__Source text__:
- - - -

LONDON CRITICAL JOURNAL.

DECEMBER, 1811.

ART. X. De l'Influence des Femmes sur la Litterature Française, comme Protectrices des Lettres et comme Auteurs; ou Précis de l'Histoire des Femmes Françaises les plus célèbres. Par Madame de Genlis. Paris, 1811, and Colburn, London. To stumble at the threshold has been considered an unlucky omen; we are, therefore, sorry to find any thing to blame in the title-page of a book. If a title to a literary work be wholly without utility or purpose, it would be better in all cases to omit it. But if there be a purpose intended by it, and that purpose be to make known the general design or subject of the work, unless the work is truly without scope or plan, we may reasonably expect to learn what it is from the title. Of the two parts of the title of the work before us, the first is descriptive of a specific topic of illustration, while the second confesses that if the purpose of the author be really not that which the first announces, it is at least her sincere intention to write a great deal on the subject of celebrated French females, learned, and unlearned.

The "réflexions préliminaires" contain some observations not unworthy of being studied and remembered; but the argument on the comparative strength of male and female capacities for literature and science, which was never edifying, useful, or liberal, is now by repetition become vapid and wearisome in the greatest degree.

Madame de Genlis has chosen to embark in this controversy, and she has adopted the childish mode in which the same is usually conducted, that is, by running a parallel between the celebrated individuals of the different sexes through an indefinite compass of history. By a sorted comparison made in this man

VOL. II. NO. IV.

ner, the male might easily be shewn to be the fairer and the female the robuster sex. Out of the millions which have come into the world, arrived at maturity, and departed, or that at present exist in it, the largest possible enumeration of particular instances can bear no proportion to the whole, so as to afford an average on which to ground a comparison of the sexes. No assignable number thus individually collected on either side, could afford a measure so large as not to be capable of being embraced within the scope of an exception to any general predication respecting the human condition, and therefore of course no possible extent of such an enumeration could be wide enough to establish a general rule. The thing is incapable of proof, and wants no illustration.

We shall not suffer ourselves to be drawn into this barren disputation; but we cannot refrain from remarking by the way, that whatever perversity or error in the arrangements of life, accident may be supposed to have produced, whatever usurpations upon the equal rights of the fair sex are imputable to the subtlety or force of ours, time, one would imagine, that usually developes dormant claims, and necessity that for the most part vindicates the appointments of the Creator, would long ago have brought things to their proper level; for nature and truth are not to be prescribed against. But still this unjust ascendancy continues; still the exigencies of life and the distribution of duties put the yoke of mediocrity upon feminine ambition, in all the severer exercises of mind and body, and give free scope only to those virtues and attainments which sweeten domestic intercourse, instruct the rising generation, promote the charities of the heart, and adorn the christian profession. Unluckily, too, the scripture does in more places than one afford a colour of authority to this artificial arrangement; and seems to suggest a path of duty to females, which, though important beyond all price to the happiness and improvement of the world, does not conduct to intellectual grandeur, or flatter with the hope of literary immortality.

- - - -

__Short problem A__: Reproduce the passage of the review starting at "VOL. II. NO." and ending at "wants no illustration.".
__Short problem B__: According to the review, what has been considered an unlucky omen?

__Extracted records__:
- - - -

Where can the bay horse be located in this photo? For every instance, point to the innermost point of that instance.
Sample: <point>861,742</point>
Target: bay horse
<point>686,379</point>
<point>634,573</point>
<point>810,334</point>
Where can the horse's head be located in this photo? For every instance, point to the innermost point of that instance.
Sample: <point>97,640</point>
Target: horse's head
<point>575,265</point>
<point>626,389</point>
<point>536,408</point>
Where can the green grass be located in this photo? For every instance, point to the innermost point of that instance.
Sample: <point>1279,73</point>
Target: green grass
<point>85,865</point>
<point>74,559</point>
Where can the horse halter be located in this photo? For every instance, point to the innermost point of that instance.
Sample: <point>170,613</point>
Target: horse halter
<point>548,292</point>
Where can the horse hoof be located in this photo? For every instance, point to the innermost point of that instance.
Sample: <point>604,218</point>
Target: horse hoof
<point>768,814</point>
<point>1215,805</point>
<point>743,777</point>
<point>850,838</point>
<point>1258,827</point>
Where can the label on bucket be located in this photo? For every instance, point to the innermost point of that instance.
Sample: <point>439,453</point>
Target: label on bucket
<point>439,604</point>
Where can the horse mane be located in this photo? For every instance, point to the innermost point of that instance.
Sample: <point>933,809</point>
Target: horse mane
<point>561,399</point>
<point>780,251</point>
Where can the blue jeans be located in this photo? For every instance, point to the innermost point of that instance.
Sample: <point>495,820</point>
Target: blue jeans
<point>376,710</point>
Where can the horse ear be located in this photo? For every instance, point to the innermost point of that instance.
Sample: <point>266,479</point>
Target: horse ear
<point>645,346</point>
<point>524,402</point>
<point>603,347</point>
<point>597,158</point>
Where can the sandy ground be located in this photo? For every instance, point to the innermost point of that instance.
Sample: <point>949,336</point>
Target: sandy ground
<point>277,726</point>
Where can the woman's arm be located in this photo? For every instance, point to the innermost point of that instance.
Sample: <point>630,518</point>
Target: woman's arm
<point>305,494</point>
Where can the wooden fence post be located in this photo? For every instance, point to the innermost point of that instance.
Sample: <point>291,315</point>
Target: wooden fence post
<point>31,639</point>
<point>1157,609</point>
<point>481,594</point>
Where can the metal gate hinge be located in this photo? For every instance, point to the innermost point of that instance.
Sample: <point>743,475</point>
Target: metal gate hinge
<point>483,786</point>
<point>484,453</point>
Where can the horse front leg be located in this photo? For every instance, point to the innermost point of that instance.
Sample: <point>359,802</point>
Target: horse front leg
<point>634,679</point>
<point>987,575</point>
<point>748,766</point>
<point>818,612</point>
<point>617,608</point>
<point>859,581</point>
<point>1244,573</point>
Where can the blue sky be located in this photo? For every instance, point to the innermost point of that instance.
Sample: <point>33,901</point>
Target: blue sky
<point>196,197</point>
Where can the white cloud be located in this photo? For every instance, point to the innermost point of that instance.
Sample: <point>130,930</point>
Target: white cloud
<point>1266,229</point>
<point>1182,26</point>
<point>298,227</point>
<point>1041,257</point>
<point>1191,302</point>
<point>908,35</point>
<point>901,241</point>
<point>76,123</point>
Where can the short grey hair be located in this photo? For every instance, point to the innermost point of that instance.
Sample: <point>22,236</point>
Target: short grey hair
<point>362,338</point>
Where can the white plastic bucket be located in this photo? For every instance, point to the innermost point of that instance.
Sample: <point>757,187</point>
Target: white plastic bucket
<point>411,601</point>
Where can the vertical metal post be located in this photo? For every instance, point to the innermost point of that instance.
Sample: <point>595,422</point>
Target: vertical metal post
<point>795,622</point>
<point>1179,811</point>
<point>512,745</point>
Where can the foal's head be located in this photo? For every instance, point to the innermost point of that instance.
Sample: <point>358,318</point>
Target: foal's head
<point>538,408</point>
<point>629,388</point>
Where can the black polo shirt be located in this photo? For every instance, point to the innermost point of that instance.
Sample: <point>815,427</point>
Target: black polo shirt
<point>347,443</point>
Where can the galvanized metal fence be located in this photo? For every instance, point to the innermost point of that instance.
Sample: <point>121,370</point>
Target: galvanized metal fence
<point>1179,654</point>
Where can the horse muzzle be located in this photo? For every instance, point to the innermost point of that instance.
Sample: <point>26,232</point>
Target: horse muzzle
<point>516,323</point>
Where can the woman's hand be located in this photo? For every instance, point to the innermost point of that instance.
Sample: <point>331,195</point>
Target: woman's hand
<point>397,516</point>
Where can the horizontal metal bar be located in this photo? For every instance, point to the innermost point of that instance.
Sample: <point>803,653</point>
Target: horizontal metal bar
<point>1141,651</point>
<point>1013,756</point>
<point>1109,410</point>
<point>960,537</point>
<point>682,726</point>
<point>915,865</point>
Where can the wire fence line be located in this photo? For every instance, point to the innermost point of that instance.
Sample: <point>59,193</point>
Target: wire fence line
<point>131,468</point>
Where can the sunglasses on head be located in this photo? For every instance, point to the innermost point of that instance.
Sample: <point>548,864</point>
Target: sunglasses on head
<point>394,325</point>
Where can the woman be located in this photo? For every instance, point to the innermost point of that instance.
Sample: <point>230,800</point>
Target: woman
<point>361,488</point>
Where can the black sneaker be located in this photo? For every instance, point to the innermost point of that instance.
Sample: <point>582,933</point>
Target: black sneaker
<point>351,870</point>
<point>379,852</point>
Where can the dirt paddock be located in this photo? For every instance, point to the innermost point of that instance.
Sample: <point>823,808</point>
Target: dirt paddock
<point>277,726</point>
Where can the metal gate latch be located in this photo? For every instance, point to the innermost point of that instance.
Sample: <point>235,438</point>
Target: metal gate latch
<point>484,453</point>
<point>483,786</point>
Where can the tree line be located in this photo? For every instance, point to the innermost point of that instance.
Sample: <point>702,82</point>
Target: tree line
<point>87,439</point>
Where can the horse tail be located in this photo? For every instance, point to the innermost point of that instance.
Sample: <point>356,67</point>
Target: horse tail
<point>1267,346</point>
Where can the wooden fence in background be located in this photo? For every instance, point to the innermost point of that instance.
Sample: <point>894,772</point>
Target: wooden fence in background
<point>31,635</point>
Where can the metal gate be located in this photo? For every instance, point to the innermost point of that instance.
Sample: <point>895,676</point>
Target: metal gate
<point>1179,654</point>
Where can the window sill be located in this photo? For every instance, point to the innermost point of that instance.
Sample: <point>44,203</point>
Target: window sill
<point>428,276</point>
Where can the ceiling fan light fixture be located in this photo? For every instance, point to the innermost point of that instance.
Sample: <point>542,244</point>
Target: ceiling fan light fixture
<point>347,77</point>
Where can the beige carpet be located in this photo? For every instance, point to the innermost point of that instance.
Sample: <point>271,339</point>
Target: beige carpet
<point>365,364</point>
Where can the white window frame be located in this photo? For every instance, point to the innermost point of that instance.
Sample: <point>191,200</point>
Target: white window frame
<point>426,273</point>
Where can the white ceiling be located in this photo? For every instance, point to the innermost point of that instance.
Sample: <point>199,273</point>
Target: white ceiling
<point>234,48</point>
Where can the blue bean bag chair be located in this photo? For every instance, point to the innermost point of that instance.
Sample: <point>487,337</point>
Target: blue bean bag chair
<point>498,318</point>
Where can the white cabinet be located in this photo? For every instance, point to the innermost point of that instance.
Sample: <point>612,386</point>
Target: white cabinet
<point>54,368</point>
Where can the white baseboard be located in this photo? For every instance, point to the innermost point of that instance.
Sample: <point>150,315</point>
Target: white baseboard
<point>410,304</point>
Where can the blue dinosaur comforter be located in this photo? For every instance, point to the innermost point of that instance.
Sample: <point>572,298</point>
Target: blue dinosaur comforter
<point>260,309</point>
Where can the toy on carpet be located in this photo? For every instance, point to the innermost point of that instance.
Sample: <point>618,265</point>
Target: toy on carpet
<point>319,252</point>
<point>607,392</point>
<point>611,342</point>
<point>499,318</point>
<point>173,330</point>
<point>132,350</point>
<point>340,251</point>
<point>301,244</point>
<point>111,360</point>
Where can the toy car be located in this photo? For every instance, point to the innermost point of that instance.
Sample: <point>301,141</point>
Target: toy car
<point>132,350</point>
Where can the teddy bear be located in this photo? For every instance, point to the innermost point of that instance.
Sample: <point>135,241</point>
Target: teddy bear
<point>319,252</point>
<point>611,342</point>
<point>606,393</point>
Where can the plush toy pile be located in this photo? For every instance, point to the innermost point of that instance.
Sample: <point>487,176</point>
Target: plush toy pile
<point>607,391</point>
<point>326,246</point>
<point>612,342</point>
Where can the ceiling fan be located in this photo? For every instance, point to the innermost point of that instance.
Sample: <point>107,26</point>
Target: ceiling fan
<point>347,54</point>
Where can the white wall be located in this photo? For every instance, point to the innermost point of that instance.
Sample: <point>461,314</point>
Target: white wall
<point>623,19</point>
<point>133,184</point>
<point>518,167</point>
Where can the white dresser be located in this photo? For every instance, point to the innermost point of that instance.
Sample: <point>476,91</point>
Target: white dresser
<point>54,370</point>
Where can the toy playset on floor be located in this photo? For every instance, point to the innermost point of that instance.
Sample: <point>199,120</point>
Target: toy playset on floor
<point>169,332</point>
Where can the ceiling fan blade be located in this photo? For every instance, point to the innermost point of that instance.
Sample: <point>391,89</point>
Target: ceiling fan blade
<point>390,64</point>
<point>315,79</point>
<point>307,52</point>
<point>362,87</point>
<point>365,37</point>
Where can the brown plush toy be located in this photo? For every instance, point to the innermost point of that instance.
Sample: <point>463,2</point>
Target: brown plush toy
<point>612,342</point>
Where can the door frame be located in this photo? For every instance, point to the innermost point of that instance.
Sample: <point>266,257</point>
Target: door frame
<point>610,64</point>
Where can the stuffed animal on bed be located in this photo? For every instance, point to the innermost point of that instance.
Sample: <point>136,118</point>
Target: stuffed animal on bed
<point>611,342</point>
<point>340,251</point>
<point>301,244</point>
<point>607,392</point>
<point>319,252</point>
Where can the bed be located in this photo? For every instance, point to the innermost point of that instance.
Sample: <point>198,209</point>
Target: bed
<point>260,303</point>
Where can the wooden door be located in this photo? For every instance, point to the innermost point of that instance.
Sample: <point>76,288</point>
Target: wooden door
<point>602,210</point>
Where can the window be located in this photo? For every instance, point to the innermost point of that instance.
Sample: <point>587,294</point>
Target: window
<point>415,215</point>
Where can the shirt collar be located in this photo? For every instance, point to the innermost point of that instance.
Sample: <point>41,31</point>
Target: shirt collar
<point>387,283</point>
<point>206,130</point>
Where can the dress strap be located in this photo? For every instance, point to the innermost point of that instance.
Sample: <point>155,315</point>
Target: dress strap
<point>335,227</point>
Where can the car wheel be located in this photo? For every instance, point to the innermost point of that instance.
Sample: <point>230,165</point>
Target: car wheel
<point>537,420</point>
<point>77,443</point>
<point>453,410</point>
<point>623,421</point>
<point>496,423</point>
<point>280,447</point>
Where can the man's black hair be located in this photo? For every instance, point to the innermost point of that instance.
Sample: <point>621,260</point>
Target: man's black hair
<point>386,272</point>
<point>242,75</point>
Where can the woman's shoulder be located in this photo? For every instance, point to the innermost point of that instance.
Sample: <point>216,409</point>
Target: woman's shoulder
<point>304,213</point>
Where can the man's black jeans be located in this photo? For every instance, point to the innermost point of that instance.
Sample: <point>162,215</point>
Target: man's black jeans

- - - -

__Exercise output A__:
VOL. II. NO. IV.

ner, the male might easily be shewn to be the fairer and the female the robuster sex. Out of the millions which have come into the world, arrived at maturity, and departed, or that at present exist in it, the largest possible enumeration of particular instances can bear no proportion to the whole, so as to afford an average on which to ground a comparison of the sexes. No assignable number thus individually collected on either side, could afford a measure so large as not to be capable of being embraced within the scope of an exception to any general predication respecting the human condition, and therefore of course no possible extent of such an enumeration could be wide enough to establish a general rule. The thing is incapable of proof, and wants no illustration.

__Exercise output B__: To stumble at the threshold.